*Work to be completed*.
Collect every line of the data below that contains the string "city", matching case exactly.

Source data:

----

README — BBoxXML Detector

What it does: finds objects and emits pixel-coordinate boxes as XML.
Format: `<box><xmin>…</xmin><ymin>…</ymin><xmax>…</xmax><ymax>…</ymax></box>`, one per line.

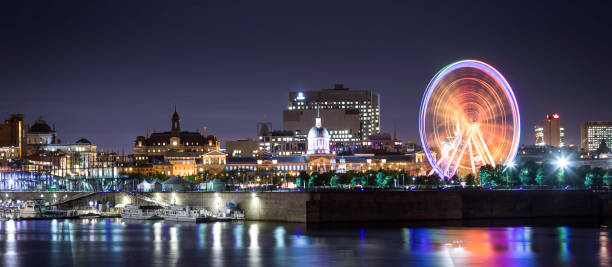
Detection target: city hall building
<box><xmin>134</xmin><ymin>108</ymin><xmax>219</xmax><ymax>161</ymax></box>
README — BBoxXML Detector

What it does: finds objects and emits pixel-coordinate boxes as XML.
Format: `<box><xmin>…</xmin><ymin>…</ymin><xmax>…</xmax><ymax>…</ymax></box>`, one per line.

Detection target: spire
<box><xmin>172</xmin><ymin>104</ymin><xmax>181</xmax><ymax>135</ymax></box>
<box><xmin>315</xmin><ymin>104</ymin><xmax>321</xmax><ymax>128</ymax></box>
<box><xmin>393</xmin><ymin>122</ymin><xmax>397</xmax><ymax>141</ymax></box>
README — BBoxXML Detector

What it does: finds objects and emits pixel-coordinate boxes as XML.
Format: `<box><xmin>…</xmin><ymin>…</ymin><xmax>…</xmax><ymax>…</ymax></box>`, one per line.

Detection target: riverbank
<box><xmin>0</xmin><ymin>190</ymin><xmax>612</xmax><ymax>223</ymax></box>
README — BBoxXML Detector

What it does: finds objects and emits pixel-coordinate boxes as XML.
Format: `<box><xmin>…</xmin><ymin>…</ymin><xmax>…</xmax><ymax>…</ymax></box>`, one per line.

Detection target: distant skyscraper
<box><xmin>580</xmin><ymin>121</ymin><xmax>612</xmax><ymax>151</ymax></box>
<box><xmin>534</xmin><ymin>113</ymin><xmax>565</xmax><ymax>147</ymax></box>
<box><xmin>283</xmin><ymin>84</ymin><xmax>380</xmax><ymax>142</ymax></box>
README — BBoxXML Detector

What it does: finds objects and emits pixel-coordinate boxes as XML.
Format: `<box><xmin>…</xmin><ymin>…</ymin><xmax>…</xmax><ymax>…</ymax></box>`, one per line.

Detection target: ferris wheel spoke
<box><xmin>451</xmin><ymin>125</ymin><xmax>475</xmax><ymax>176</ymax></box>
<box><xmin>419</xmin><ymin>60</ymin><xmax>520</xmax><ymax>177</ymax></box>
<box><xmin>476</xmin><ymin>128</ymin><xmax>495</xmax><ymax>167</ymax></box>
<box><xmin>444</xmin><ymin>126</ymin><xmax>472</xmax><ymax>176</ymax></box>
<box><xmin>468</xmin><ymin>137</ymin><xmax>476</xmax><ymax>173</ymax></box>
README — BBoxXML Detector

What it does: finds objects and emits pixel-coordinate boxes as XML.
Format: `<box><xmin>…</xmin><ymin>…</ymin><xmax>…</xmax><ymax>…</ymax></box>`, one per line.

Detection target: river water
<box><xmin>0</xmin><ymin>219</ymin><xmax>612</xmax><ymax>267</ymax></box>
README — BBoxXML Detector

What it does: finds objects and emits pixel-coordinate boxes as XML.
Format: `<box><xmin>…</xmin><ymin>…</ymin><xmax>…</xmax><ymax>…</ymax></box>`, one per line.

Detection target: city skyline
<box><xmin>0</xmin><ymin>0</ymin><xmax>612</xmax><ymax>153</ymax></box>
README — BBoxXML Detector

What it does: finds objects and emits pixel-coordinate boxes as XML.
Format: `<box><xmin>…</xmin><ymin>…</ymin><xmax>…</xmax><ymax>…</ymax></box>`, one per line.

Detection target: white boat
<box><xmin>121</xmin><ymin>205</ymin><xmax>163</xmax><ymax>220</ymax></box>
<box><xmin>163</xmin><ymin>206</ymin><xmax>214</xmax><ymax>223</ymax></box>
<box><xmin>17</xmin><ymin>200</ymin><xmax>44</xmax><ymax>218</ymax></box>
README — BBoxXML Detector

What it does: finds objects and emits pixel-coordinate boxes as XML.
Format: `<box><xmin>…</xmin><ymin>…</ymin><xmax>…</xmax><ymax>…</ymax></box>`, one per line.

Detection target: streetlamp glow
<box><xmin>554</xmin><ymin>156</ymin><xmax>570</xmax><ymax>170</ymax></box>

----

*Answer to this problem*.
Detection target: city hall building
Detection target: city skyline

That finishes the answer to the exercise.